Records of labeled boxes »
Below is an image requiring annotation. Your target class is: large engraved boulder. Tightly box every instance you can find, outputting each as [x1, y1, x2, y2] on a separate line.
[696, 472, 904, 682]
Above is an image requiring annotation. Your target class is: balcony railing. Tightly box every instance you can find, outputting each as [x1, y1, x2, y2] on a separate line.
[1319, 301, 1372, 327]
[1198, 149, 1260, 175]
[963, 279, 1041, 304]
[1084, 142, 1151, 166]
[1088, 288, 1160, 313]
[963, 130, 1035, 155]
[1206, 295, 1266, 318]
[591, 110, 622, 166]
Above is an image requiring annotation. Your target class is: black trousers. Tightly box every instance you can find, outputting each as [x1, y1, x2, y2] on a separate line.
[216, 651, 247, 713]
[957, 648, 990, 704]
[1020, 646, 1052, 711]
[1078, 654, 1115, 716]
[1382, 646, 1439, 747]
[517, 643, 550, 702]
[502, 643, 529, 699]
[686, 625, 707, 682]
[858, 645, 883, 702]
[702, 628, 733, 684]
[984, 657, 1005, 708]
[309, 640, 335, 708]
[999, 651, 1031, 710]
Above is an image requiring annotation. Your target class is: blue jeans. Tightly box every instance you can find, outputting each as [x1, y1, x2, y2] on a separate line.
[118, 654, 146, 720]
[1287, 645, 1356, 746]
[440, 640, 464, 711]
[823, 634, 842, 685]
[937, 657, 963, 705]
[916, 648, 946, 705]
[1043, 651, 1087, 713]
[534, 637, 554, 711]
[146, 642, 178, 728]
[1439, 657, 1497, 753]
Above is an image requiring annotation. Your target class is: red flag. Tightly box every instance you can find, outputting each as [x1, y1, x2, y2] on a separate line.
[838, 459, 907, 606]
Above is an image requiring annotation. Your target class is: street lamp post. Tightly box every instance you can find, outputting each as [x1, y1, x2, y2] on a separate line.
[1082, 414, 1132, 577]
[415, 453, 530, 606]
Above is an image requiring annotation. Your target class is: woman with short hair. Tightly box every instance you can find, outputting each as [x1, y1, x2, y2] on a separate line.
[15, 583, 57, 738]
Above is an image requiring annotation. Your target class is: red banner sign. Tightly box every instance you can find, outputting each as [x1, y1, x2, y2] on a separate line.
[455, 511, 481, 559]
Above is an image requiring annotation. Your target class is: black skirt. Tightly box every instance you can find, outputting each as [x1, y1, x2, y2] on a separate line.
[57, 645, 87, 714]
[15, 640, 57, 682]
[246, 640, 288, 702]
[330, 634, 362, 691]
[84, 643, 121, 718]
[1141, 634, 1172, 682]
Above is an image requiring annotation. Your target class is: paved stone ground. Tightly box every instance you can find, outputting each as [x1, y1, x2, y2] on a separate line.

Written task »
Rewrite only the lines between the one holding "class is: blue" and the one holding "[838, 459, 907, 606]", inclusive, keeping the requests as they are. Offset every bounding-box coordinate in the answers by adding 45.

Task result »
Above is an image requiring annotation. Your target class is: blue jeans. Tightly box every instance you can find, outputting each as [x1, y1, x2, y2] on a separate line.
[163, 699, 191, 765]
[1332, 690, 1401, 791]
[485, 685, 509, 756]
[868, 679, 887, 730]
[982, 702, 1008, 750]
[961, 693, 991, 750]
[1088, 696, 1132, 758]
[579, 682, 599, 756]
[191, 687, 223, 773]
[1484, 702, 1542, 798]
Above is an image requiring annotation. Your target class is: red flag. Tightly box every instance you can find, outputting each as [x1, y1, x2, y2] on a separate line.
[883, 504, 952, 651]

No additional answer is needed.